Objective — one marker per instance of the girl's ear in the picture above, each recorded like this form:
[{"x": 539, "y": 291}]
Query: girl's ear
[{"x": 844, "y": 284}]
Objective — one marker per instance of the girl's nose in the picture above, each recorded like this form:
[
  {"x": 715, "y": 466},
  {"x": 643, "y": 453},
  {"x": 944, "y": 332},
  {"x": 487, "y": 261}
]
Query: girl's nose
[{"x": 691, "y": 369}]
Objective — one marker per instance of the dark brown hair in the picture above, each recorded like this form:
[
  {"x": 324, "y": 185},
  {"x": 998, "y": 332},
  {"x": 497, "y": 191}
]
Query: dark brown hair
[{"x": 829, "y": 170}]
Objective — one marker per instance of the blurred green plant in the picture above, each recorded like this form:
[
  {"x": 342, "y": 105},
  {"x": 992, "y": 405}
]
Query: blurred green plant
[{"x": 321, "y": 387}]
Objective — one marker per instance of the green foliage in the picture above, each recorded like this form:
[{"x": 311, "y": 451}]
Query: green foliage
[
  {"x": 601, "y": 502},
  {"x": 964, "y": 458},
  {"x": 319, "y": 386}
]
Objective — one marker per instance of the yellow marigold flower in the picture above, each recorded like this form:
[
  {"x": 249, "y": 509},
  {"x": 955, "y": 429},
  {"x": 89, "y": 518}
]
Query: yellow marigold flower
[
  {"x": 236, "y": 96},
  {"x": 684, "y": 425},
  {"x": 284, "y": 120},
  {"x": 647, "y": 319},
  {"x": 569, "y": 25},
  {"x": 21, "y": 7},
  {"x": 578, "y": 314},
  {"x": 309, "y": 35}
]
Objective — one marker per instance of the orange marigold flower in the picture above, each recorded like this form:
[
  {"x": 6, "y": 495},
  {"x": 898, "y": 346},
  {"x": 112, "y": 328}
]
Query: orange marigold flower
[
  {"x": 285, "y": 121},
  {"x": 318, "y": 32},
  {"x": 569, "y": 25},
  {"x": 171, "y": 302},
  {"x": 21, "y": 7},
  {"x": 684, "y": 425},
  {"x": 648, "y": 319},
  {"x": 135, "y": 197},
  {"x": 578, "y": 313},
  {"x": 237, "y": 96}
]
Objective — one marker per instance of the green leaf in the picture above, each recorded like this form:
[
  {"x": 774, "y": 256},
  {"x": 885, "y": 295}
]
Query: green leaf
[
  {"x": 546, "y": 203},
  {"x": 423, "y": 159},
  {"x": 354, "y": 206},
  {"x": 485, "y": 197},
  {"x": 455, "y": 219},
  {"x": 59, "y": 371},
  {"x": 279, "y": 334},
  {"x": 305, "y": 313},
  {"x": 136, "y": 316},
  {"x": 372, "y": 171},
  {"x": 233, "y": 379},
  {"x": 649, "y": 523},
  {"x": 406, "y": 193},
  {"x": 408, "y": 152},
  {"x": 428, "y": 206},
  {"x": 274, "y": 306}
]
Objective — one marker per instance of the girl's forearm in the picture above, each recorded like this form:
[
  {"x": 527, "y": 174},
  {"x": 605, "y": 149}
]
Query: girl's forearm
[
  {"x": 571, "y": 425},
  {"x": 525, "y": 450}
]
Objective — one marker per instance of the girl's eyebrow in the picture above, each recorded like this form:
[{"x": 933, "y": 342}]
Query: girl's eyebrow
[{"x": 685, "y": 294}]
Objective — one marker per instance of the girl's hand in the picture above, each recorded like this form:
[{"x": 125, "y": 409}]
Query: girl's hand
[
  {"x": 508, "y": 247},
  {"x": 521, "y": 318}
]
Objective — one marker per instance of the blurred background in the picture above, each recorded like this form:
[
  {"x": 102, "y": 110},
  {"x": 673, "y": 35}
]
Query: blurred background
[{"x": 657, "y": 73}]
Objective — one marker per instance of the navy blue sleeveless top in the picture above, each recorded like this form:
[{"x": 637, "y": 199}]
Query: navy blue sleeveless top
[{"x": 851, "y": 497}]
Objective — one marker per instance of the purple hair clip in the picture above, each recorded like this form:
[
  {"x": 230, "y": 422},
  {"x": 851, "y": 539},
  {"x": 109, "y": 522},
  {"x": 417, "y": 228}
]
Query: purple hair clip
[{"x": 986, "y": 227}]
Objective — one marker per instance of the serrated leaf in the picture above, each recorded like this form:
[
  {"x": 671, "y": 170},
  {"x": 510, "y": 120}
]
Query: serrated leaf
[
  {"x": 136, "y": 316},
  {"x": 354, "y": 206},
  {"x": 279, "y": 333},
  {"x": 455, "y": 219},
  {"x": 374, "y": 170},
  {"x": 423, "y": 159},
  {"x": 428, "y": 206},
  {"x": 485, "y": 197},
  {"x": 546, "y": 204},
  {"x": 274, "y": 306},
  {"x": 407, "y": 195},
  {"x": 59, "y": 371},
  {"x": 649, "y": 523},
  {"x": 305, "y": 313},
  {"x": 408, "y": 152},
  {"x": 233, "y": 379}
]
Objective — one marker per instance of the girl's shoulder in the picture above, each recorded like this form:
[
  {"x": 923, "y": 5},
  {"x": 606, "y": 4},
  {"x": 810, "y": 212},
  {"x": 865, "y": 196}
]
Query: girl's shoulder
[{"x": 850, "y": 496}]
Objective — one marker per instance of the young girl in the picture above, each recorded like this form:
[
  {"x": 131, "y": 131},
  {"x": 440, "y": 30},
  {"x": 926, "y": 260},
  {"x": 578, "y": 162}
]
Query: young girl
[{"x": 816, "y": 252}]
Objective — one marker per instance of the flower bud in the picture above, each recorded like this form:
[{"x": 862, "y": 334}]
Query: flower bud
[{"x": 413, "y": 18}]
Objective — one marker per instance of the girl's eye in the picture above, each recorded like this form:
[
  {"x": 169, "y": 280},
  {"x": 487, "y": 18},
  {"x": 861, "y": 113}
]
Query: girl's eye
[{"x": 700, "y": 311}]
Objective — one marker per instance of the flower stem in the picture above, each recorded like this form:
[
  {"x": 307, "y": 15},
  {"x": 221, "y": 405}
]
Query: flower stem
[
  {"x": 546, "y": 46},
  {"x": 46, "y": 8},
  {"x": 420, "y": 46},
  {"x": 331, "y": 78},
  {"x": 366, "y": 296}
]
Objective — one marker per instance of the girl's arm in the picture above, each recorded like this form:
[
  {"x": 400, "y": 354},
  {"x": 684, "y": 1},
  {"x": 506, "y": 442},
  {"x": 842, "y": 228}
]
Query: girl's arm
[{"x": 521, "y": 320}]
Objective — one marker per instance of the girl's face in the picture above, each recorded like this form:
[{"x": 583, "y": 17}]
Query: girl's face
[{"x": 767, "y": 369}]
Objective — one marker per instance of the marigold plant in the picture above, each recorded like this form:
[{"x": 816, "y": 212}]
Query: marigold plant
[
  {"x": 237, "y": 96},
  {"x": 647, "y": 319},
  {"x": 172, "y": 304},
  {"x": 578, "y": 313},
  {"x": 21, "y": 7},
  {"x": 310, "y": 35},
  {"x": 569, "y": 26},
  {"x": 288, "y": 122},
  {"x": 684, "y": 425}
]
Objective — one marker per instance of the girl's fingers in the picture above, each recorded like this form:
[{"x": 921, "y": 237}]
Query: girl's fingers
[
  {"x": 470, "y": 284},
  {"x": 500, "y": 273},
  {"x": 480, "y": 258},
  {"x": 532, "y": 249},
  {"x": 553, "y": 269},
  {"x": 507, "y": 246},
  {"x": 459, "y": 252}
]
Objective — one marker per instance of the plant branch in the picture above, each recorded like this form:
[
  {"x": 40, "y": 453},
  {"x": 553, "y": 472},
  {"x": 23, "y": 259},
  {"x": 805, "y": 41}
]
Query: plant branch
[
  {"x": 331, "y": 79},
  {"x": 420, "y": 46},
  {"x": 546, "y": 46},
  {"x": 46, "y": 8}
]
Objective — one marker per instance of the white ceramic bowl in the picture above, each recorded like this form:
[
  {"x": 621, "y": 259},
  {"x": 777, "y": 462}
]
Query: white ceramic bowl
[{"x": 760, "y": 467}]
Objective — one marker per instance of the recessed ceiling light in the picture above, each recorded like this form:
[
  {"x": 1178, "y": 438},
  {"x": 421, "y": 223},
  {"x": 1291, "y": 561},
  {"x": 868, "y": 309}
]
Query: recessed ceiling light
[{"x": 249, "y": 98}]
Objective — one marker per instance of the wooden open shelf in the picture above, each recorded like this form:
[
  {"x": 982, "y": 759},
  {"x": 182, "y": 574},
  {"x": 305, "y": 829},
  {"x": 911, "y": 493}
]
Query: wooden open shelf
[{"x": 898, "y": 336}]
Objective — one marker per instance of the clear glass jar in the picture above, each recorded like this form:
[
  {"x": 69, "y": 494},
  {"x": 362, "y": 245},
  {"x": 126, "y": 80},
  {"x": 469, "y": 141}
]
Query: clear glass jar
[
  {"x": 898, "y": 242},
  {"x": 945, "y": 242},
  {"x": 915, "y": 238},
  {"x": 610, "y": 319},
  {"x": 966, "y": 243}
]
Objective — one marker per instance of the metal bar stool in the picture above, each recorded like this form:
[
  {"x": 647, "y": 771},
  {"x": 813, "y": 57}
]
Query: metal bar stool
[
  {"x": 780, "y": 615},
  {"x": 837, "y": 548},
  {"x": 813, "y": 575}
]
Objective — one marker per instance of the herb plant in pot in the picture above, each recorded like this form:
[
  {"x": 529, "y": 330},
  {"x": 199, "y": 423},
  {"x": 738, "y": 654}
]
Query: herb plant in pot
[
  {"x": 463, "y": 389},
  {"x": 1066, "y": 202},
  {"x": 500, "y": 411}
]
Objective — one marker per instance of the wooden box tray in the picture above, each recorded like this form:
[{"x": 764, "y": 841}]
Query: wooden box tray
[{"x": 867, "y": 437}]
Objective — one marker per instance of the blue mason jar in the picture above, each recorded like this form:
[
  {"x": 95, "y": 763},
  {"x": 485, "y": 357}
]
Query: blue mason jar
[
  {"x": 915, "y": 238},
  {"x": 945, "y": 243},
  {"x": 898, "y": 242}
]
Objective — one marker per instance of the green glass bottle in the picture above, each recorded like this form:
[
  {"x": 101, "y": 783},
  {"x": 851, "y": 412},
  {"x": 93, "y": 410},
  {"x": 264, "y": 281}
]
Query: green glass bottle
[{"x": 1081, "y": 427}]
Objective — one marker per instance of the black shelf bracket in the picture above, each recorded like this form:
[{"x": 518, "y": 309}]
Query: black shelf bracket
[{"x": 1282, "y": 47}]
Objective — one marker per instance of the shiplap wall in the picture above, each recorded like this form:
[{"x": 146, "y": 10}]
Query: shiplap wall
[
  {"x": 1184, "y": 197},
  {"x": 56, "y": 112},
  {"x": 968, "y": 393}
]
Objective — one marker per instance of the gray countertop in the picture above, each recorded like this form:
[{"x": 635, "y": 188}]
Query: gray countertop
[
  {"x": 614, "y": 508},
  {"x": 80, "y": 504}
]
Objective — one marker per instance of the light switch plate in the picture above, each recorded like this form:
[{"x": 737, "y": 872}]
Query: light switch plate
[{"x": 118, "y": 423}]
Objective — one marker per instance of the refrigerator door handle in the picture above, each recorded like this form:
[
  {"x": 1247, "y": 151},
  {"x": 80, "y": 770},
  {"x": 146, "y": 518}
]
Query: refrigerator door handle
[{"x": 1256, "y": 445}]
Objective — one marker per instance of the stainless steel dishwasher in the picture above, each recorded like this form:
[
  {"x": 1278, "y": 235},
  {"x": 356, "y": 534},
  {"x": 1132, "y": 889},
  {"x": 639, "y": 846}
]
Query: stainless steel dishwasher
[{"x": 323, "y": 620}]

#####

*EXERCISE AIM:* Each line from the one containing "Objective — one marker per instance of the stainless" through the last line of the entries is to be copied exactly, with no other lines added.

*ANSWER SPACE:*
Objective — one marker per instance of the stainless steel dishwasher in the picture above, each recorded like this form:
[
  {"x": 1278, "y": 235},
  {"x": 356, "y": 534},
  {"x": 1132, "y": 889},
  {"x": 639, "y": 846}
]
Query: stainless steel dishwasher
[{"x": 323, "y": 620}]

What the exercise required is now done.